▸ **Data**:
= = =

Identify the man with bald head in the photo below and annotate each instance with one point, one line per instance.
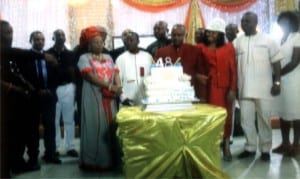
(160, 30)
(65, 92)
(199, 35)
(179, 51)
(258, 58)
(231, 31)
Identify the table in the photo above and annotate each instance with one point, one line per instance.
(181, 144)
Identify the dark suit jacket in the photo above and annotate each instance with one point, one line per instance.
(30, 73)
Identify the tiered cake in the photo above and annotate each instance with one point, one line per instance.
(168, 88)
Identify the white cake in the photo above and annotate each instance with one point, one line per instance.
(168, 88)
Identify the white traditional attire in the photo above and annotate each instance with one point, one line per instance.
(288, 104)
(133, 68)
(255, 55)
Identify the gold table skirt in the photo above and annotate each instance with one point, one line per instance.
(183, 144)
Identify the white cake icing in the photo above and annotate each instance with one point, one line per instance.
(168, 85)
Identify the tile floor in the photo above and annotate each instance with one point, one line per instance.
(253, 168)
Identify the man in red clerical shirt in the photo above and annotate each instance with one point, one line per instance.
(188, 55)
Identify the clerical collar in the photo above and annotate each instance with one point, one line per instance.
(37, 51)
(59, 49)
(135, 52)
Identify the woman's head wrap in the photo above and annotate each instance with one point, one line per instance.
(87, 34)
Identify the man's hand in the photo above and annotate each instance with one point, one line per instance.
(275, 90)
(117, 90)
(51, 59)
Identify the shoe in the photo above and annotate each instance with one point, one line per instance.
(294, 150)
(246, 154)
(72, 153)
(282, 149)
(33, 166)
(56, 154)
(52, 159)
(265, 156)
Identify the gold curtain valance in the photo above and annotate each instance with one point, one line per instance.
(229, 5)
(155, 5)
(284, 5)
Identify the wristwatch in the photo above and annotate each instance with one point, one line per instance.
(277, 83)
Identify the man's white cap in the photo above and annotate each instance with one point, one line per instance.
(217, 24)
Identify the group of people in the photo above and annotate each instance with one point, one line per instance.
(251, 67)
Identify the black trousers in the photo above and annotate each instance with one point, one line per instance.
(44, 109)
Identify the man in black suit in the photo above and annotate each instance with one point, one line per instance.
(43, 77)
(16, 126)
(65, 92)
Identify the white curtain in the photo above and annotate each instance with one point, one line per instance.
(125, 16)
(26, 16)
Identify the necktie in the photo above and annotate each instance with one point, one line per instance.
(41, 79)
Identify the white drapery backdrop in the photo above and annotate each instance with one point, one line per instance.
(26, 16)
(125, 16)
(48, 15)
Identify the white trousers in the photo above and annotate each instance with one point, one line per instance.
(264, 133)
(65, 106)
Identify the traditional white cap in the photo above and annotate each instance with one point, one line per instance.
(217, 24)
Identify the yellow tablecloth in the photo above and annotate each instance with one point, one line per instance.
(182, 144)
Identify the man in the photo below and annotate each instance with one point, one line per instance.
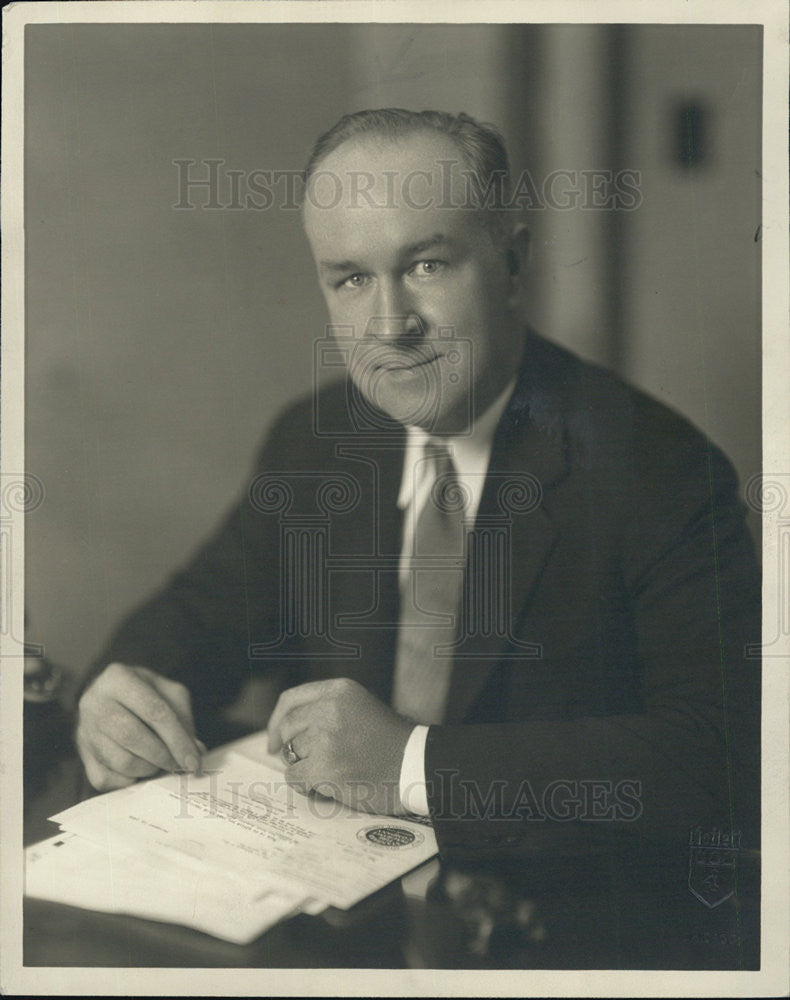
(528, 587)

= = =

▸ **Work request**: Copy out all of the listing word for word, but skip the images.

▸ **Task response**:
Identify the man with bald head in the photo below and annotate each instance with one point, one line per instance.
(160, 30)
(65, 92)
(199, 35)
(179, 51)
(258, 58)
(231, 31)
Identify the table in the photo above and annotate each instance with one point, one line per instance.
(181, 144)
Identify the dark suit jacket in the photo above and annotate each instance with one point, one line per instance.
(30, 73)
Identify the tiered cake in the photo above and annotate each instance with one point, one line per instance.
(168, 88)
Identify the white cake in the photo above and annotate each instance with one point, one line per instance.
(168, 88)
Identify the white traditional attire in the photo above and annotate each instance with one point, one line per instance.
(288, 104)
(133, 68)
(255, 55)
Identify the gold table skirt in the photo above and annotate each instance with one point, one line per instance.
(183, 144)
Identify the white cake icing in the photo above and annotate each instance with one point, one line per instance.
(168, 85)
Identify the tile floor in the photo above and annotate each instance with one point, one line per instance.
(253, 168)
Identify the man in red clerical shirt in the photo above and annotate each instance with one point, one line per instance.
(188, 55)
Identify the clerical collar in the photo above and annotate each instance with one point, one line per instance.
(37, 51)
(59, 49)
(135, 52)
Identify the woman's head wrap in the photo above and annotate each instance with one point, one line per instance.
(87, 34)
Identify the man's hand in the photo above and annotate each instance with one point, one line per instance.
(275, 90)
(117, 90)
(51, 59)
Identify the shoe in the photo above and annotate each instance with one point, one line per instance.
(294, 150)
(246, 154)
(72, 153)
(282, 149)
(33, 166)
(56, 154)
(52, 159)
(265, 156)
Identify the gold curtain valance in the photo above and annotate each instance with one point, one line per instance.
(229, 5)
(155, 5)
(284, 5)
Identify the wristwatch in the photo above and annotate each instance with one point, one line per instance.
(277, 83)
Identify the man's white cap in the photo above and annotate each instance with one point, one line per instance.
(217, 24)
Identify the group of people in the photo above and annotate each instance with one point, one line per instance.
(251, 67)
Identify the black trousers in the photo above and annotate each instance with one point, one line per instance.
(44, 109)
Identify the man in black suit in the photo above and annotate each instance with one point, one line per instance.
(43, 77)
(16, 126)
(65, 92)
Identify the white curtain in the photo above and annotate each instance with one point, one line per instance.
(125, 16)
(26, 16)
Identify the necktie in the photo above and annotate each instance with one point, one line per instance.
(41, 79)
Identify the white drapery backdrop in the photo above and annotate each instance with one point, one line per instance.
(26, 16)
(125, 16)
(48, 15)
Identify the white trousers in the photo above and annotate each instance with one point, one line per instance.
(264, 133)
(65, 106)
Identify the traditional white cap in the photo above and annotate each instance with one point, one line per instance.
(217, 24)
Identify the yellow tablecloth in the photo above and annotate each instance with one point, one line per instance.
(182, 144)
Identify the man in the photo below and annotate each instance with one point, one line per instance.
(528, 587)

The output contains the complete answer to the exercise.